Mixed reaction to my posting of Nabokov. I see both sides.
Question from Margaret Langlois:
”Celia, I'm wondering what you're trying to tell us with this about Vladimir Nabokov, who is most well known for his world famous novel "Lolita", about an old man lusting after a young girl. Didn't that contribute to fueling the rampant pedophile craze? What would Dr. Judith Reisman say about him? He's also seen here as an uber privileged rich guy living on a lake in Switzerland who has a dutiful wife to do his typing, oh and he has a way with words. Please clarify where you're going with this! Thank you.”
Answer: This is a valid criticism and I was aware that I went against myself in many ways by posting it.
I was actually looking at material about Yevgeny Yevtushenko last night, in a trauma state, after a rough day, trying to locate his poem about his friend, Robert F. Kennedy after the assassination, then came upon the fact that Joseph Brodsky “hated” him, (Yevtushenko,) got curious, started listening to Brodsky clips. I learned that John Steinbeck had said Yevtushenko was a communist and would never change, (this was the “rabbit hole”) and the algorithm sent me that clip from Nabokov. I was always opposed to him for the reasons you mention.

* SUPPLIED RECORDS
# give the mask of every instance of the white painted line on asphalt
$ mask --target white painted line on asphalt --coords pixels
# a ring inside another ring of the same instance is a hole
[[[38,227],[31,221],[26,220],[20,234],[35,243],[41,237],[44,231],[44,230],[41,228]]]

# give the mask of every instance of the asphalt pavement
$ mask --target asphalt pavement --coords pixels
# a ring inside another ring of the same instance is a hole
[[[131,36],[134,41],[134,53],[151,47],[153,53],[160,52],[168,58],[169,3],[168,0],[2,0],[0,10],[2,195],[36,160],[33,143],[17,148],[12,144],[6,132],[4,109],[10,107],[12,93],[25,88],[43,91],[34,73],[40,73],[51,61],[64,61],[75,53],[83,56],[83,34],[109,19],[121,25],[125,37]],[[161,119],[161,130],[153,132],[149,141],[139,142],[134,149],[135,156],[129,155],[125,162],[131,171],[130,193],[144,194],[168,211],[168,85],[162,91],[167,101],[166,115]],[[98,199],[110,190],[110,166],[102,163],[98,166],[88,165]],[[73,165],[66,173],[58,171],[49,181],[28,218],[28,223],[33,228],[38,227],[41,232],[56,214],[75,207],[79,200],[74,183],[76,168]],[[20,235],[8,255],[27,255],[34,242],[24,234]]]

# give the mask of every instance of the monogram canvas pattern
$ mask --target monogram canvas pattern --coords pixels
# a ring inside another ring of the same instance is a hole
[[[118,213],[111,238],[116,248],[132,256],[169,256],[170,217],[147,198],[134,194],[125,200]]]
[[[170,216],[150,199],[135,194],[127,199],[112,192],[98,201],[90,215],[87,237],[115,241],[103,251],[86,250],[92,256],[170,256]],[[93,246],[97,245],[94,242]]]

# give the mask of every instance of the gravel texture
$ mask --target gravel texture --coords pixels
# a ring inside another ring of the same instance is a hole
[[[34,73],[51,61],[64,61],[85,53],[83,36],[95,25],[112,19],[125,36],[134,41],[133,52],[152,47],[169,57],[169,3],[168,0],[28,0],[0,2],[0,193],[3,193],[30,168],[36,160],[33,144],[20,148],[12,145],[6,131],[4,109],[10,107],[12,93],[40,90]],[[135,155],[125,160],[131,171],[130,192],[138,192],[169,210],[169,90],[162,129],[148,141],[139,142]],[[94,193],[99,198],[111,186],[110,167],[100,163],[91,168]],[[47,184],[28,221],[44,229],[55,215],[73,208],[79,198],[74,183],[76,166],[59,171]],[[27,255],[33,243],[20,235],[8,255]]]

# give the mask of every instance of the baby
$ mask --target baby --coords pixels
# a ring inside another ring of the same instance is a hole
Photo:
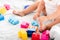
[[[60,23],[60,0],[38,0],[34,4],[30,5],[28,8],[23,11],[13,11],[13,14],[24,16],[29,14],[30,12],[36,10],[33,19],[38,19],[40,23],[40,31],[51,29],[53,25]],[[41,16],[40,14],[43,12],[45,16]],[[53,22],[44,25],[43,22],[47,20],[54,20]],[[44,27],[45,26],[45,27]]]

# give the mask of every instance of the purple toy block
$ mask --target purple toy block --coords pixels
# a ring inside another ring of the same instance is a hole
[[[44,32],[42,32],[42,35],[41,35],[41,40],[49,40],[49,31],[46,30]]]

* GIVEN TASK 1
Render every line of the rows from the one containing "# give the mask of every instance of the purple" down to the last line of the rows as a Markdown table with columns No. and Line, skipping blank lines.
* GIVEN TASK 2
Write the next part of the post about Nabokov, picking up after its final sentence.
The post about Nabokov and the rows come from unrelated sources.

* EXPECTED ANSWER 1
| No. | Line |
|---|---|
| 1 | # give the mask of every instance of the purple toy block |
| 2 | $ mask --target purple toy block --coords pixels |
| 3 | # a ring inside another ring of the same instance is a hole |
| 4 | [[[44,32],[42,32],[42,35],[41,35],[41,40],[49,40],[49,31],[46,30]]] |

* EXPECTED ANSWER 2
It seems, as per this text, his conduct toward children was, throughout his life, “unimpeachable,” which leaves then, the “mystery” as I call it, namely what he meant to express, in Lolita.
And whether one can be fiercely opposed to pedophilia and still interested in things Nabokov said, thought and wrote. It’s a valid question.
A novel centers on a character with beastly characteristics. Lolita, for example. Is the author glorifying his crimes? Was Dostoyevsky at heart an ax murderer? And so on.
I’m not steeped in this dialectic, not very knowledgeable, except I have urged total rejection of figures like Ginsberg and Burroughs on grounds of unrepentant pedophilia, which I learned the depths of from Mickey Z’s writings.
The simple truth is that I began listening (despite my aversion to Nabokov due to Lolita) and was pulled in by what he said about having a father who was so fluent as a speaker and feeling inferiors etc. This endeared me to him, and I kept listening. Why didn’t I state that I object to his creation of the novel Lolita? Likely I was disarmed because he so strongly denounced Freud, the original, sort of proto-cultural father of the pedophile revolution. I was grateful for that, and then I just thought, well, he said these things, just put it up without a big apologetic essay.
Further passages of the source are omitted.